■ **Work task**: Omitting the pictures, print every line below exactly as it stands.

■ **Input records**:
_ _ _ _

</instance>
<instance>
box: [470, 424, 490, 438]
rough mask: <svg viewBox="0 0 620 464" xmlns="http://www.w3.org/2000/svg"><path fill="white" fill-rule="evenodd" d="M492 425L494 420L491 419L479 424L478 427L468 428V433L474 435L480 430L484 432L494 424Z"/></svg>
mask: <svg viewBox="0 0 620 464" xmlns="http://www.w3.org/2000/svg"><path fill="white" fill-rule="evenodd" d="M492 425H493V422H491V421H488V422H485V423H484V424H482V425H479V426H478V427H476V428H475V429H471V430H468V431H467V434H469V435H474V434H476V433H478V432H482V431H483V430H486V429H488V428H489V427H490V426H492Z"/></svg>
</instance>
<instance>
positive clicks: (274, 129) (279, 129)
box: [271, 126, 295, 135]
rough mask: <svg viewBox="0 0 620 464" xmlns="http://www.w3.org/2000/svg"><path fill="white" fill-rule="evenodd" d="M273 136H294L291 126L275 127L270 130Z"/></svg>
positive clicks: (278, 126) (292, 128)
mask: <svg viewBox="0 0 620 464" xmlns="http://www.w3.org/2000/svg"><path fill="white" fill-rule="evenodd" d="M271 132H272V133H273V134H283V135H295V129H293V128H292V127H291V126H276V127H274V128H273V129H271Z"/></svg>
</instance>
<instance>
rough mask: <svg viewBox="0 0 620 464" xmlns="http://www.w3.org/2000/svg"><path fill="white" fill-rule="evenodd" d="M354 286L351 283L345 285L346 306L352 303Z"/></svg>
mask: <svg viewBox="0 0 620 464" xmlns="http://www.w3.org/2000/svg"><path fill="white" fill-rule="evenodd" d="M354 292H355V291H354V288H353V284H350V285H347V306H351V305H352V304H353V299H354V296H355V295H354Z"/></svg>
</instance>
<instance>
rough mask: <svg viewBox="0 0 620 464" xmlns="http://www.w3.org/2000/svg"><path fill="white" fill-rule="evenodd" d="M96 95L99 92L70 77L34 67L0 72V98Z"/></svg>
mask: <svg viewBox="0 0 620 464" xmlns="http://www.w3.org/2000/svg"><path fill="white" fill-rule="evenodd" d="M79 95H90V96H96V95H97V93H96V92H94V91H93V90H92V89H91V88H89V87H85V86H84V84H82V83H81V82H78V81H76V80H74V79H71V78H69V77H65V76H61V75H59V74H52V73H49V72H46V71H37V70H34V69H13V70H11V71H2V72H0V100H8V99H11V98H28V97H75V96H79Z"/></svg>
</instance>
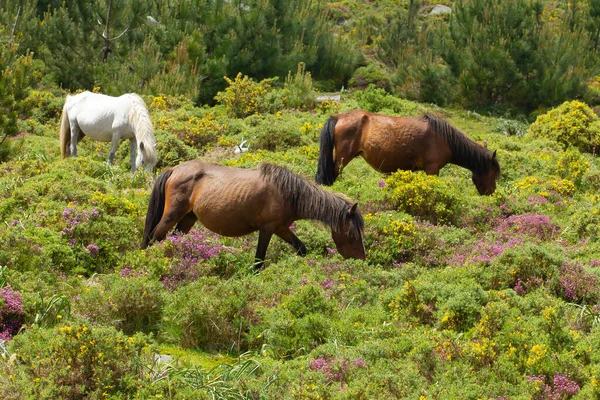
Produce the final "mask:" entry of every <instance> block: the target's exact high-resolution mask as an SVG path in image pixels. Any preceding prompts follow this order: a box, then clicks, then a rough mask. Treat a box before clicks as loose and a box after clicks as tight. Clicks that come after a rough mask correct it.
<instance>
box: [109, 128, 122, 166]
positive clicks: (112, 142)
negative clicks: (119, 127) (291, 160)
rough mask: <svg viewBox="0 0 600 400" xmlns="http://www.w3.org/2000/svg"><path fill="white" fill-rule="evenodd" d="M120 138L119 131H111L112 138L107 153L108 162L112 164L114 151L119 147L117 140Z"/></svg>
mask: <svg viewBox="0 0 600 400" xmlns="http://www.w3.org/2000/svg"><path fill="white" fill-rule="evenodd" d="M120 140H121V134H120V133H119V132H115V133H113V137H112V140H111V141H110V152H109V153H108V164H109V165H113V161H114V160H115V153H116V152H117V148H118V147H119V141H120Z"/></svg>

_ _ _ _

■ **Task solution**:
</instance>
<instance>
box: [470, 424, 490, 438]
rough mask: <svg viewBox="0 0 620 464" xmlns="http://www.w3.org/2000/svg"><path fill="white" fill-rule="evenodd" d="M492 425L494 420L491 419L479 424L478 427L468 428V433L474 435L480 430L484 432L494 424Z"/></svg>
mask: <svg viewBox="0 0 620 464" xmlns="http://www.w3.org/2000/svg"><path fill="white" fill-rule="evenodd" d="M492 425H493V422H491V421H488V422H485V423H484V424H482V425H479V426H478V427H476V428H475V429H471V430H468V431H467V434H469V435H474V434H476V433H478V432H482V431H483V430H486V429H488V428H489V427H490V426H492Z"/></svg>
</instance>
<instance>
positive clicks: (274, 129) (279, 129)
box: [271, 126, 295, 135]
rough mask: <svg viewBox="0 0 620 464" xmlns="http://www.w3.org/2000/svg"><path fill="white" fill-rule="evenodd" d="M273 136H294L291 126L275 127L270 130Z"/></svg>
positive clicks: (278, 126) (292, 128)
mask: <svg viewBox="0 0 620 464" xmlns="http://www.w3.org/2000/svg"><path fill="white" fill-rule="evenodd" d="M271 132H272V133H273V134H283V135H295V129H293V128H292V127H291V126H276V127H274V128H273V129H271Z"/></svg>
</instance>
<instance>
rough mask: <svg viewBox="0 0 620 464" xmlns="http://www.w3.org/2000/svg"><path fill="white" fill-rule="evenodd" d="M354 286L351 283L345 285L346 306L352 303Z"/></svg>
mask: <svg viewBox="0 0 620 464" xmlns="http://www.w3.org/2000/svg"><path fill="white" fill-rule="evenodd" d="M354 292H355V291H354V288H353V284H350V285H347V306H351V305H352V304H353V299H354V296H355V295H354Z"/></svg>
</instance>
<instance>
rough mask: <svg viewBox="0 0 620 464" xmlns="http://www.w3.org/2000/svg"><path fill="white" fill-rule="evenodd" d="M96 95L99 92L70 77L34 67L0 72V98Z"/></svg>
mask: <svg viewBox="0 0 620 464" xmlns="http://www.w3.org/2000/svg"><path fill="white" fill-rule="evenodd" d="M79 95H90V96H96V95H97V93H96V92H94V91H93V90H92V89H91V88H89V87H85V86H84V84H82V83H81V82H78V81H76V80H74V79H71V78H69V77H65V76H61V75H59V74H52V73H49V72H46V71H37V70H34V69H13V70H11V71H2V72H0V100H8V99H11V98H28V97H75V96H79Z"/></svg>
</instance>
Produce the final "mask:" entry of every <instance> block: the target's exact high-resolution mask as an SVG path in image pixels. Any preceding prompts follow this order: a box, then clicks, then a rough mask. Treat a box before clicks as loose and a box after clicks as tight. Clicks that come after a rough mask correct it.
<instance>
box: [109, 128, 122, 166]
positive clicks: (112, 142)
negative clicks: (119, 127) (291, 160)
rough mask: <svg viewBox="0 0 600 400" xmlns="http://www.w3.org/2000/svg"><path fill="white" fill-rule="evenodd" d="M120 138L119 131H111L112 138L107 153L108 162L112 164L114 151L119 147L117 140Z"/></svg>
mask: <svg viewBox="0 0 600 400" xmlns="http://www.w3.org/2000/svg"><path fill="white" fill-rule="evenodd" d="M120 140H121V134H120V133H119V132H115V133H113V137H112V140H111V141H110V152H109V153H108V164H109V165H113V161H114V160H115V153H116V152H117V148H118V147H119V141H120Z"/></svg>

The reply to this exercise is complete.